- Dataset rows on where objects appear

•••••

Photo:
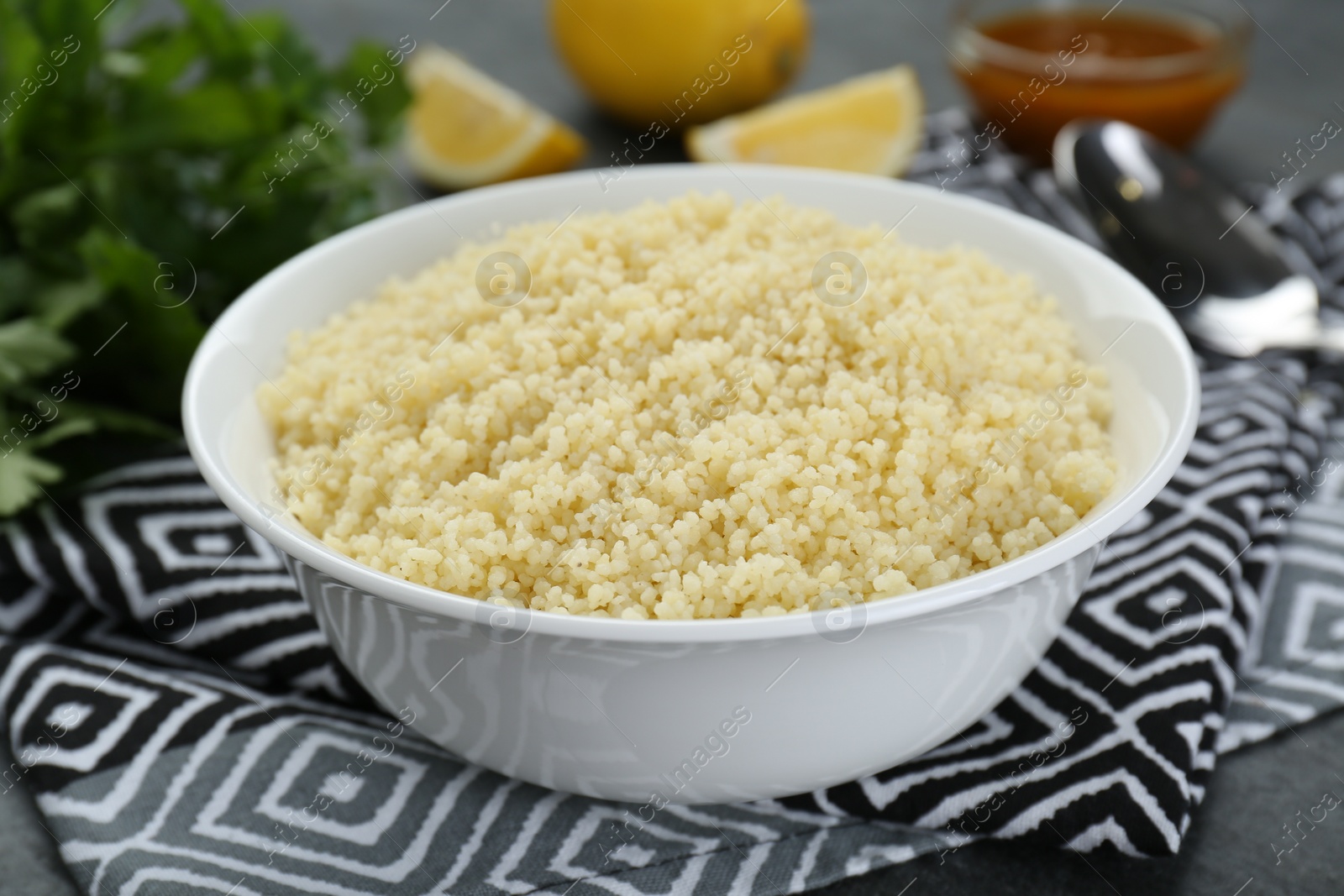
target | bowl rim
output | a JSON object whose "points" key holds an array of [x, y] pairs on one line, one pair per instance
{"points": [[309, 551]]}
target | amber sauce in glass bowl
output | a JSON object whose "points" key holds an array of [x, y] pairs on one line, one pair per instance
{"points": [[1034, 70]]}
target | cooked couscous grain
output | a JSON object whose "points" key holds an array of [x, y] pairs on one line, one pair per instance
{"points": [[672, 425]]}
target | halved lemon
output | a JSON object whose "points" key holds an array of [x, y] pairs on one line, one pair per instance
{"points": [[467, 129], [870, 123]]}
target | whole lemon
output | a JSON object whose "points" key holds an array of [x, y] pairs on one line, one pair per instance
{"points": [[680, 60]]}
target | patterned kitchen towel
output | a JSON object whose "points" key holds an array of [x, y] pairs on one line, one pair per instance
{"points": [[185, 727]]}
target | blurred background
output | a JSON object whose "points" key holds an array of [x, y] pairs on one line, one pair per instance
{"points": [[1294, 78]]}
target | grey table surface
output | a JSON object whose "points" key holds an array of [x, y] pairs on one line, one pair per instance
{"points": [[1296, 82]]}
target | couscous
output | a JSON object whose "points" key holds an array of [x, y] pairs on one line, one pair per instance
{"points": [[676, 422]]}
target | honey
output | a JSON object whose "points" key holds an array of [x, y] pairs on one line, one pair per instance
{"points": [[1034, 71]]}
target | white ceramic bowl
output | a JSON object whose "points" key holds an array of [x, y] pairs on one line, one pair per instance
{"points": [[703, 711]]}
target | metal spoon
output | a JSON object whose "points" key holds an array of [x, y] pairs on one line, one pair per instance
{"points": [[1189, 239]]}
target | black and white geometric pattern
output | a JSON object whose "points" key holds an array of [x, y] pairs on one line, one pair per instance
{"points": [[185, 727]]}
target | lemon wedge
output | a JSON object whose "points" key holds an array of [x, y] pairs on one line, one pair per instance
{"points": [[465, 129], [870, 123]]}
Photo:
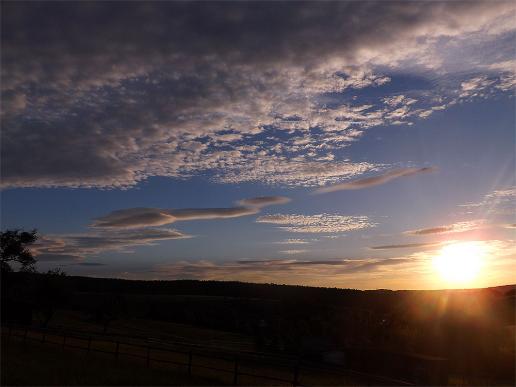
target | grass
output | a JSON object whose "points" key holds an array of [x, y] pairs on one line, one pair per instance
{"points": [[34, 363]]}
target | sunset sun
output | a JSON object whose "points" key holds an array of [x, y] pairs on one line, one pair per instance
{"points": [[460, 263]]}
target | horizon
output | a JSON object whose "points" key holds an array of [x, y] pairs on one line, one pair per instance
{"points": [[351, 145]]}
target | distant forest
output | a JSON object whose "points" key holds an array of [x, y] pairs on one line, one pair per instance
{"points": [[472, 329]]}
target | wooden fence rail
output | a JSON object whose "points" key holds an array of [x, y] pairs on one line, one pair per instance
{"points": [[146, 351]]}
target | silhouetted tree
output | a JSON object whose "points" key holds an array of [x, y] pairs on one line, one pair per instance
{"points": [[52, 292], [14, 248]]}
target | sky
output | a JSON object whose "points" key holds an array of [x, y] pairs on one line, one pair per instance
{"points": [[338, 144]]}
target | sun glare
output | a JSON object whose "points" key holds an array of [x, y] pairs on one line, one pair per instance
{"points": [[460, 263]]}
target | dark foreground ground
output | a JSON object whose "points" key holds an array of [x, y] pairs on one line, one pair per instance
{"points": [[221, 333]]}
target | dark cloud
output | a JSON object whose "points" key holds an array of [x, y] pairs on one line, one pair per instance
{"points": [[405, 246], [470, 225], [145, 217], [49, 257], [432, 230], [75, 247], [375, 180], [278, 270], [263, 201], [106, 94]]}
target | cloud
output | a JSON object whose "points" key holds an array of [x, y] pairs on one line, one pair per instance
{"points": [[319, 223], [263, 201], [451, 228], [296, 241], [293, 251], [496, 203], [75, 247], [145, 217], [337, 272], [201, 87], [375, 180], [406, 246]]}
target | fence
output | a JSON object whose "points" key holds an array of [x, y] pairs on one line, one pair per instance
{"points": [[288, 371]]}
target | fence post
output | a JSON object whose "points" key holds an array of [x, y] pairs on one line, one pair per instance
{"points": [[295, 382], [117, 350], [190, 363], [235, 374]]}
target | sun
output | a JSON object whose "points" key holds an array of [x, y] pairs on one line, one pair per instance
{"points": [[460, 263]]}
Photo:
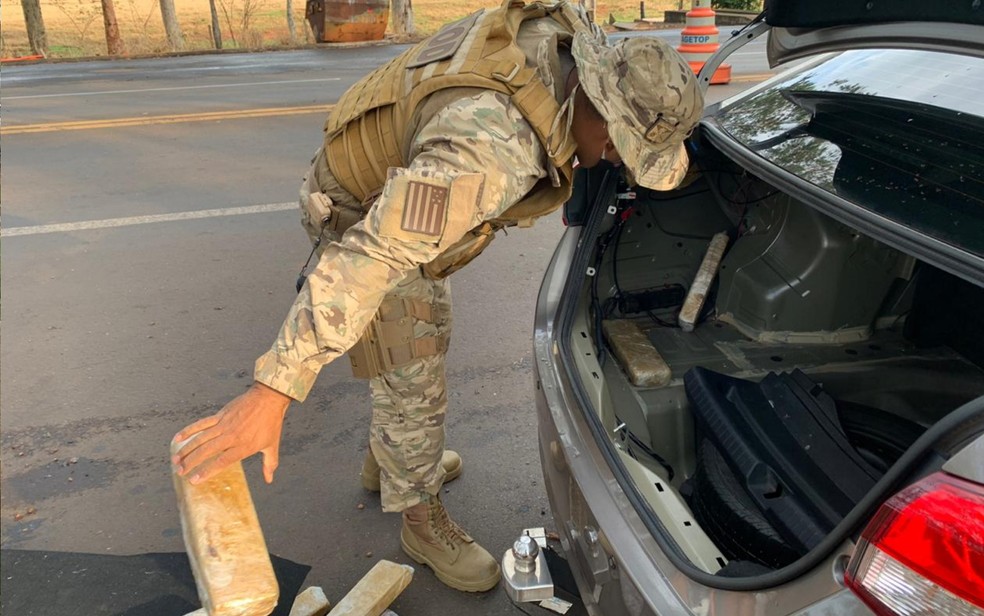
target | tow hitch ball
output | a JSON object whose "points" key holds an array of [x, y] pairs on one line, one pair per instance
{"points": [[524, 568]]}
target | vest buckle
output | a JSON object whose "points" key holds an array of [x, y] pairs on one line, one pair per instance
{"points": [[506, 78]]}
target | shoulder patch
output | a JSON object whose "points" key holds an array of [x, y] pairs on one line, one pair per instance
{"points": [[433, 209], [425, 209], [443, 44]]}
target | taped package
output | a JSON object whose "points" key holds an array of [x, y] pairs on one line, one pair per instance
{"points": [[225, 544]]}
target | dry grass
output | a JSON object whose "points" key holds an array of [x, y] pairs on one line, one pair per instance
{"points": [[75, 28]]}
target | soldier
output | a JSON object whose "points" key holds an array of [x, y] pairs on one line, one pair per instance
{"points": [[474, 129]]}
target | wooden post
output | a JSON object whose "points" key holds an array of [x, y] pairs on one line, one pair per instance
{"points": [[216, 28], [290, 22], [403, 17], [36, 34], [171, 26], [114, 44]]}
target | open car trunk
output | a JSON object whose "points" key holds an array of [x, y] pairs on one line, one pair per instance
{"points": [[819, 355]]}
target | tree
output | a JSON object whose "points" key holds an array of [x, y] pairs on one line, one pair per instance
{"points": [[216, 28], [290, 22], [113, 42], [403, 17], [171, 26], [36, 35]]}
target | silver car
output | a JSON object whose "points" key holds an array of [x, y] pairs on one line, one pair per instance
{"points": [[761, 393]]}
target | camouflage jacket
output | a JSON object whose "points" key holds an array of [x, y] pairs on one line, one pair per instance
{"points": [[479, 149]]}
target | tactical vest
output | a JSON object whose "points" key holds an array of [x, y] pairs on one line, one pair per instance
{"points": [[366, 132]]}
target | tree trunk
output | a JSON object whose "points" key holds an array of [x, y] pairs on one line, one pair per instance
{"points": [[171, 26], [114, 44], [290, 22], [403, 17], [35, 26], [216, 28]]}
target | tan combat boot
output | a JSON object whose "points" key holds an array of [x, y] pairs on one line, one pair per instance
{"points": [[370, 469], [431, 538]]}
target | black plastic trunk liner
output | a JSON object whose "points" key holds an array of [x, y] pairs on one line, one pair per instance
{"points": [[783, 442]]}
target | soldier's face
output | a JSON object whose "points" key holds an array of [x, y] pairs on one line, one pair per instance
{"points": [[590, 132]]}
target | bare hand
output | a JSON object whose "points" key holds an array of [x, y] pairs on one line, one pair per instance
{"points": [[250, 423]]}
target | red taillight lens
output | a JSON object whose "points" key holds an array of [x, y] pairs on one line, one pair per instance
{"points": [[923, 553]]}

•••••

- PROBLEM DESCRIPTION
Copy out the lines of the listing verbatim, beginning with the line containing "target | bare hand" and continuing through the final line of the listing.

- EXPECTED OUTPUT
target | bare hand
output | a JSON object whose "points" key holds an array of [x, y] pairs on one line, one pair per instance
{"points": [[250, 423]]}
target | red taillight lens
output | a JSON object whose "points" key holds an array of [x, y] pairs on one line, one pair per instance
{"points": [[923, 553]]}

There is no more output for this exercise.